■ TEXT SHOWN
*-*-*
The new lorry loading and EU plant quarantine shed by the main packing shed is now finished and the concrete dry. A great achievement by the landscape team and nursery staff.
Lots of Hamamelis looking splendid:Hamamelis x intermedia ‘Arnold Promise’
2020 – CHW
The new bait in the squirrel traps is showing signs of working immediately! Sunflower seeds are working.
A large tree falls at the Green Gate blocking the drive and making quite a mess. The rotten beech tree had a nest of honey bees in it but they appear to have moved on.
The last bit of leaf blowing up on the garden paths prior to opening in mid February. A few branches had fallen down onto some camellias beside the path below Burns Bank. These have now been pollarded and tidied up.
Cyclocurya paliuris (SICH 1784)
2018 – CHW
Acer albopurpurascens (CWJ 12361) is another new one to us. Clearly evergreen here and not much like an acer in leaf at all. New growth has just hardened off – hopefully enough to survive a cold snap.
First wild daffodil out at the Four in Hand.
Snowdrops around the daffodils.
A pheasant has half eaten this early daffodil flower.
More snowdrops are out properly. First individual flower a week ago.
Azalea ‘Hinomayo’ now nearing a full flush of flower.
Fuchsia flowers still in abundance and some leaves still on the plants.
1931 – JCW
This varies hardly at all from the last few years, it is really the worst time in all the year, if the H mollis were taken away there would be nothing but Camellia speciosa.
1929 – JCW
Just as in 1923 and very little to be seen, it is cold for planting, the wind has been East for some time.
1924 – JCW
R lutescens the early form is vg and so is mucronulatum at its very best.
1923 – JCW
This follows a late cold and wet summer and not much is moving, but after the Hamamelis mollis and E darleyensis there is not very much else.
1919 – JCW
I saw a plant of Ordus mascula coming up. 10 species of Rhodoⁿ show flower of which Barbatum and moupinense at the best. Cyclamen coum is coming on. Hamamelis mollis has been out for a fortnight.
1912 – JCW
A seedling trumpet (poor) is in flower and 35 blooms of Narcissus clusii are open at once, a good few Soleil D’or open.
1909 – JCW
One third of the daffs show up. Several Camellias, C coum very good, R nobleanum is nice, Ericas good – very. Snowdrops are nice, one trumpet shows colour.
1898 – JCW
40 or 50 Crocus out. Picked several spikes of Iris germanica. Most of the tulips above ground. No sign of Madam de Graaf, about 100 of Engelhart’s seedlings show up.
*-*-*
■ RECORD EXTRACTS
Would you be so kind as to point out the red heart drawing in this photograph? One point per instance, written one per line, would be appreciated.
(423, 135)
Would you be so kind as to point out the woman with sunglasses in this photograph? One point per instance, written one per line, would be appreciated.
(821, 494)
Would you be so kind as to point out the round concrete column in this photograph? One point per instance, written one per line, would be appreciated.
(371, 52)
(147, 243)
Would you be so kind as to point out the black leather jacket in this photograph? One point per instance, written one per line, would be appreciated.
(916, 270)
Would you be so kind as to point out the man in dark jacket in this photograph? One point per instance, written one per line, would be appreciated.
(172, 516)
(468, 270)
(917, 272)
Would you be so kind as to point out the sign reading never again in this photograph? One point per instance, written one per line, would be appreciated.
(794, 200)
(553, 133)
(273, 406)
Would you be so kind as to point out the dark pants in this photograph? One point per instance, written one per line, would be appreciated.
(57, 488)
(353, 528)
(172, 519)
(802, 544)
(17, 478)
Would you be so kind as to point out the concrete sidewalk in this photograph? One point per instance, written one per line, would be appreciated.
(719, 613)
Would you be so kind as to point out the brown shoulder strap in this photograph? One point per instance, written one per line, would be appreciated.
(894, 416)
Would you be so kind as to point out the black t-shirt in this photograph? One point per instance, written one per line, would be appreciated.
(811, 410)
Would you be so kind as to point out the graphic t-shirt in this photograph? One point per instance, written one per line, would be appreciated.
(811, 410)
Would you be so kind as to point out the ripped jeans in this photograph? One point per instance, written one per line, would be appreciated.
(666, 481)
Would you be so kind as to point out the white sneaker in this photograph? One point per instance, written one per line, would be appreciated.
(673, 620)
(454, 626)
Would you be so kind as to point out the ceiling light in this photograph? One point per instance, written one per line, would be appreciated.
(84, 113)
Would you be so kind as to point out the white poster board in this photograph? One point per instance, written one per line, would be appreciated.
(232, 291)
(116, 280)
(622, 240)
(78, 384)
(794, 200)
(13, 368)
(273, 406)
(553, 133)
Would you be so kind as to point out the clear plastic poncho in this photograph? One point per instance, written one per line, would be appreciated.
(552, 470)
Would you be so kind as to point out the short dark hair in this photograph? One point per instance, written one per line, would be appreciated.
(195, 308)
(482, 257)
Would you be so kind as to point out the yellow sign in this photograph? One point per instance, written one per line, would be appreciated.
*-*-*
■ WHAT TO DO
#1 In the garden diary above, why does the 1931 entry call this the worst time of the year? Answer in one to three sentences.
#2 Sum up the garden diary above in two sentences.
#3 According to the garden diary above, what new bait is working in the squirrel traps?

■ RESULTS FOR THE EXERCISE
#1 The 1931 entry says that if the H mollis were taken away, there would be nothing but Camellia speciosa. So almost nothing else is in flower at this time.

#2 The recent notes report a finished lorry loading and quarantine shed, sunflower seed bait working in the squirrel traps, a rotten beech falling at the Green Gate, and path clearing before the mid-February opening, along with early daffodils, snowdrops, azaleas and new plants. Older entries by JCW from 1898 to 1931 record what was flowering at the same time of year, from years with very little to see to years with crocus, daffodils, rhododendrons and camellias out.

#3 Sunflower seeds.